(Reading text):
--- START ---

As Brazil turns a tragic page of its history (with Lula's inauguration on January 1st, and Bolsonaro relegated to the bin of history), watch the film that sheds light on what actually happened - DMovies' first ever production is now on VoD

We can’t watch everything all the time. In a moment when the consequential events seem to be happening with the regularity of a helicopter blade rotating, we need the media not only to tell us what is going on, but to prioritise, to filter and to interpret. Our understanding of present day events depends upon the veracity of a functioning media and – for all the pizzazz of the internet – most people still consume their news from the television. It is here that history is written in the present tense. So when Operation Car Wash succeeded in imprisoning ex-President of Brazil Luiz Inácio Lula da Silva and ousting the then sitting and democratically elected President Dilma Rousseff, I – along with many other foreign onlookers – assumed that this was a case of endemic corruption. Another hero with clay feet. Power corrupts etc. So it came as a surprise when in Victor Fraga and Valnei Nunes’s documentary The Coup d’État Factory referred to the ousting of Dilma in 2016 as a coup. Something had been going on. And the answer is TV Globo.

The Brazilian TV station is a national institution with its flagship news programme Jornal Nacional is part of a media empire which includes radio, newspapers and magazines, as well as an online presence. Fraga and Nunes’s documentary unfolds how from the earliest days, the Globo empire has fomented and at times invented civil disorder in order to caFter for the interests of parts of the political establishment. This began with a roulette table being placed in a city square in Rio de Janeiro and then the crowd was photographed as evidence of the licentious lifestyle of the people: a situation entirely provoked by the newspaper itself.

--- END ---

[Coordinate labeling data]

--- START ---

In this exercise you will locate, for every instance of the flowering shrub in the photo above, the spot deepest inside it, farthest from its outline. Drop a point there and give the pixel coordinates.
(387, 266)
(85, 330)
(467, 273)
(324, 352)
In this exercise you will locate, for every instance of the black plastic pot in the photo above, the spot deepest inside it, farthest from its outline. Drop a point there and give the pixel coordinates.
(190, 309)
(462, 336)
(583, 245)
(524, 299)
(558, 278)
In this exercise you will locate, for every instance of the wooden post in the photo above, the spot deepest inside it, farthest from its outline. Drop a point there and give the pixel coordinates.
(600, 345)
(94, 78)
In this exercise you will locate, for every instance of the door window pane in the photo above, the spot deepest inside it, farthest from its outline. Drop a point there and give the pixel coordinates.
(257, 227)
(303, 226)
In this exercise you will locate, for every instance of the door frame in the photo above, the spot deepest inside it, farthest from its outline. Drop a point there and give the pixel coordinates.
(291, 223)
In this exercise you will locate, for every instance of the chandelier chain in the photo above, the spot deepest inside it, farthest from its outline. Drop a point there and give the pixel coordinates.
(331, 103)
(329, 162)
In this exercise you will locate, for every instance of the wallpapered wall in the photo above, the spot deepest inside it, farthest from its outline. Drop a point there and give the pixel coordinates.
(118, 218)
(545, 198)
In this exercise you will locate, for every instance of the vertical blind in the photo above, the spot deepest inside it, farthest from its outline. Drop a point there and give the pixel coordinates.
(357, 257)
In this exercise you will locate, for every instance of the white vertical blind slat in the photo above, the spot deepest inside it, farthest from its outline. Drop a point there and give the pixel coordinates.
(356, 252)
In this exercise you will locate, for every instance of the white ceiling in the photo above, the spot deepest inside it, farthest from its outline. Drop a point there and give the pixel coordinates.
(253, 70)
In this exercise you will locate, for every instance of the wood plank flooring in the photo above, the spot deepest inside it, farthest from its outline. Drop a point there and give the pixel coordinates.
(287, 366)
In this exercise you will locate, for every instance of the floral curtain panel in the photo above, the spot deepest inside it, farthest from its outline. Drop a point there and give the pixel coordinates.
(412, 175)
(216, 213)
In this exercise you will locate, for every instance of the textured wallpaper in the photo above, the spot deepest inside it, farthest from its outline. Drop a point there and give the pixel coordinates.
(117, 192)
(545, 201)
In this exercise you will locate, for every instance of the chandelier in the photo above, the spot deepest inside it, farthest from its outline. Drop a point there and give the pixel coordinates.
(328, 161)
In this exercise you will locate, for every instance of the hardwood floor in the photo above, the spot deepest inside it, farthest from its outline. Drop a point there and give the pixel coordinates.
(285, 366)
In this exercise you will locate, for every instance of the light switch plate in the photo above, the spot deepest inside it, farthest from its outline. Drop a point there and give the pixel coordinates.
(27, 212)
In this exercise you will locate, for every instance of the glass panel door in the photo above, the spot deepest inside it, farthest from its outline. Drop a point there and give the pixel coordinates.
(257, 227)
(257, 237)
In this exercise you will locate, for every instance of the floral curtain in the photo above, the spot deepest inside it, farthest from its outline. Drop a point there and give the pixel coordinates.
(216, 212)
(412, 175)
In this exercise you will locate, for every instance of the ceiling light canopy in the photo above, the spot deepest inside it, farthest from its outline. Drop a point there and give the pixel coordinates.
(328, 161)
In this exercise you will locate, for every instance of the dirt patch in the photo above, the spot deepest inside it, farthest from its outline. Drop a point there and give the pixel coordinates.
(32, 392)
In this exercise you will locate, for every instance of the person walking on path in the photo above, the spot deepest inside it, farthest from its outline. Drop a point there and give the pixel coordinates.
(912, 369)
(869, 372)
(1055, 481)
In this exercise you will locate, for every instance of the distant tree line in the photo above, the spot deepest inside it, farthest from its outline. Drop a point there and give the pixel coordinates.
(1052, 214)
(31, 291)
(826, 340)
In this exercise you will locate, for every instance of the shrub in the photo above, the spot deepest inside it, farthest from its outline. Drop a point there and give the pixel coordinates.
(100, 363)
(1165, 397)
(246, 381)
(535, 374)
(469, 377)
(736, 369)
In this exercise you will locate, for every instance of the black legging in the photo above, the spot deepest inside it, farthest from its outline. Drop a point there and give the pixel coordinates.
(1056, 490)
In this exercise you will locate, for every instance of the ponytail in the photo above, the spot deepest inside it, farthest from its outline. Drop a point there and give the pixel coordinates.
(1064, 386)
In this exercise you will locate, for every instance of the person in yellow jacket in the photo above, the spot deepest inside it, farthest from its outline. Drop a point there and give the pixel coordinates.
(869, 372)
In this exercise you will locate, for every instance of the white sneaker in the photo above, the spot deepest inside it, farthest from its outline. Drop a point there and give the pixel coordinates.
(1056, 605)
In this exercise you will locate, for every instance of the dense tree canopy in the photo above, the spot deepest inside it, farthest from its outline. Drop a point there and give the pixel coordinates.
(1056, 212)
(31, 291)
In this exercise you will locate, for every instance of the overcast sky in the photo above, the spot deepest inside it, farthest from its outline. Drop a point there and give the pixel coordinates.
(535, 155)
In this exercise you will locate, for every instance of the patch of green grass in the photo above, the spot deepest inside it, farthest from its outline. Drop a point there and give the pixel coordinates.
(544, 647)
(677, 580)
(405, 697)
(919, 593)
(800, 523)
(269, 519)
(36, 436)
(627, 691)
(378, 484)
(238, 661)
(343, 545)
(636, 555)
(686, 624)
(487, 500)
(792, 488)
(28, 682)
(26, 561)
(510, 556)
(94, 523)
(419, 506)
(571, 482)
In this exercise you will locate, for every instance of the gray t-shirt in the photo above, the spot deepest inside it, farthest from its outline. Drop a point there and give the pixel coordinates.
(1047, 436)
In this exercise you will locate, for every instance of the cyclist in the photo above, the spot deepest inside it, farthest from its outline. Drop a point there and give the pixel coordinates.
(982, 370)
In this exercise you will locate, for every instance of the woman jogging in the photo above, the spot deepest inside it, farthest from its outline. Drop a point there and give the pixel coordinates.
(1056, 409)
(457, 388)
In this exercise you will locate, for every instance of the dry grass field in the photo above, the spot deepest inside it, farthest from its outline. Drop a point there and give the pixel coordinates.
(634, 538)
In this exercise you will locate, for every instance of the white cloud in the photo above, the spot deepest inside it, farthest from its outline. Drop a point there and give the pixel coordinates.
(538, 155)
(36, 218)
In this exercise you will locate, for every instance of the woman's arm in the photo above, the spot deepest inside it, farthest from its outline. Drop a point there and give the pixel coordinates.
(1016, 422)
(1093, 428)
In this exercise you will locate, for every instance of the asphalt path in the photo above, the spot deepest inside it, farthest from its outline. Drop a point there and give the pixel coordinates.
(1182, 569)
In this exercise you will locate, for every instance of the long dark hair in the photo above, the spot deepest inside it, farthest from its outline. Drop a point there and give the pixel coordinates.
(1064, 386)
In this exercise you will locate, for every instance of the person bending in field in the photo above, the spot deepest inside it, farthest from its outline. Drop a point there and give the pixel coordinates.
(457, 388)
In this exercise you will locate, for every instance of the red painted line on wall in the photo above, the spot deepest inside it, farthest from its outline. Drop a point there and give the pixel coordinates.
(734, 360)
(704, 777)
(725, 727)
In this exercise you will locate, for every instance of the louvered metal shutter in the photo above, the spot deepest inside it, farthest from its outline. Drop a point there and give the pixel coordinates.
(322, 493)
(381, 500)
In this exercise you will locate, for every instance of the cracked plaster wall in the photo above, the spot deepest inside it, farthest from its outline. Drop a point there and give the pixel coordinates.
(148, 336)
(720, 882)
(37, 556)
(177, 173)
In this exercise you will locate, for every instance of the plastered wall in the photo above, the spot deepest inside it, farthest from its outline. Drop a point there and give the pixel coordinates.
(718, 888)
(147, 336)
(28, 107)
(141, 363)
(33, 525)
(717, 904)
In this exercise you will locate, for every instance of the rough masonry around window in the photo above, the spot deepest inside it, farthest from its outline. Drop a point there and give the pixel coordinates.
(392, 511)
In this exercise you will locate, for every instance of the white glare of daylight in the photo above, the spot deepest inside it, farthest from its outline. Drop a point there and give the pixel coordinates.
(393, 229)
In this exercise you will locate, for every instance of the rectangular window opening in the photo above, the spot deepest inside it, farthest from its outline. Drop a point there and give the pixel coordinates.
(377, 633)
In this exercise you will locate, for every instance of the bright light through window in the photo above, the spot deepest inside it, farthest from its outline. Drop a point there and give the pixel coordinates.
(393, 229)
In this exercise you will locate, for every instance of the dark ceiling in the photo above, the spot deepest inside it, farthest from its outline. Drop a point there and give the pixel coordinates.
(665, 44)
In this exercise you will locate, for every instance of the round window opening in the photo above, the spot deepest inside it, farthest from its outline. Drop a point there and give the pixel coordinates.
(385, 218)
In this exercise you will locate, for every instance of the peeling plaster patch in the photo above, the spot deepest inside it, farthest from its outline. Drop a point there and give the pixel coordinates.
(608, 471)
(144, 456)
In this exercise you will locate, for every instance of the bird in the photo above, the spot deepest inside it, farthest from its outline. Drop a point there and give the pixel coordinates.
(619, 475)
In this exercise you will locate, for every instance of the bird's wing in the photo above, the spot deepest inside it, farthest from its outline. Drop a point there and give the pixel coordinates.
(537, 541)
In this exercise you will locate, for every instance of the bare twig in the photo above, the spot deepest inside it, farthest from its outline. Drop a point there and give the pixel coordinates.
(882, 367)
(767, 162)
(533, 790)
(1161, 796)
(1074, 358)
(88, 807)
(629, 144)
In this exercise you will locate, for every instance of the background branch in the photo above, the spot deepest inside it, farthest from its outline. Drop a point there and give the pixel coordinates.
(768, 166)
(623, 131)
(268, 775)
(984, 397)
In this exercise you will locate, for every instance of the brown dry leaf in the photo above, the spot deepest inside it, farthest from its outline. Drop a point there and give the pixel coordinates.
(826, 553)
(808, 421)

--- END ---

(Exercise requirements):
1. Condense the paragraph of the text about Brazilian media that begins "We can’t watch everything all the time" into a short bulleted list of its main points.
2. Extend the text about Brazilian media with a further paragraph that follows on from its final sentence.
This data comes from a separate source.

(Answers per task):
1.
- Because we can't watch everything, we need the media to tell us what is happening and also to prioritize, filter and interpret it.
- Our understanding of current events depends on a truthful, functioning media, and most people still get their news from television, where history is written in the present tense.
- When Operation Car Wash imprisoned ex-President Luiz Inácio Lula da Silva and ousted the sitting, democratically elected President Dilma Rousseff, the writer and many other foreign onlookers assumed it was a case of endemic corruption.
- Victor Fraga and Valnei Nunes's documentary The Coup d'État Factory surprised the writer by calling Dilma's 2016 ousting a coup.
- The answer to what had been going on is TV Globo.

2.
Further interventions involved the daubing of any progressive forces with the accusation of communism and the promotion of the military and the conservative values of the right wing. In the present day, the destruction of the Workers Party and the legacy of President Lula involved a barrage of insistent negative press and collusion between the media and the justice department who were pursuing the case. The flimsiness and at times non-existence of evidence was made up for with a war of memes and specifically the portrait of Lula in prison garb which prefigured Donald Trump’s chants of ‘lock her up’ in the 2016 election. The 2016 ousting of President Dilma was a coup which used a weaponised prosecution on a technicality and TV Globo carried the prosecution case live as rolling coverage and then returned to regular programming for Dilma’s 12 hour rebuttal.

With such a damning case against Globo it is unsurprising that the documentary filmmakers have not been allowed to use any assets from the Globo network, but they manage their way around this restriction and in doing so perhaps make a better documentary for it. Using artists animation to re-enact scenes they have also gathered a convincing roster of witnesses including president Dilma Rousseff, journalist Glenn Greenwald, Nobel prize laureate Adolfo Perez Esquivel, Human Rights lawyer Geoffrey Robertson QC and iconic musician Chico Buarque, who along with Francisco El Hombre, Josyara and Erika Nande also provide the soundtrack. The documentary is both an important corrective to the historical record and an effective polemic. It is a vital contribution to the debate within Brazil, but also a primer for those – such as myself – whose understanding has been relatively superficial.

There is a keen irony in the fact that Globo’s interference has led to the rise of Jair Bolsonaro rather than the intended centre right candidate. TV Globo’s lack of diversity has also led to an atmosphere in which the violently misogynistic, homophobic and racist populist has come to power. To paraphrase a much maligned German economist, the media make history but they don’t necessarily make the history they want.

The Coup d’État Factory saw its world premiere at the Havana Film Festival in December 2021. The film premieres in the UK in May at a special BFI screening. Several further screenings have been held in the British capital since, including two as Sands Studios, and two in partnership with Jeremy Corbyn’s Peace and Justice Project.

Click here in order to watch The Coup d’Etat Factory on VoD.

DMovies is the production company behind The Coup d’État Factory. The film director Victor Fraga is the editor of this portal.


By John Bleasdale - 22-03-2022

John Bleasdale is a film critic and writer based in Italy. He has published a novel entitled Blood is on the Grass and a book of short stories as well as a number of articles and features. His work ha...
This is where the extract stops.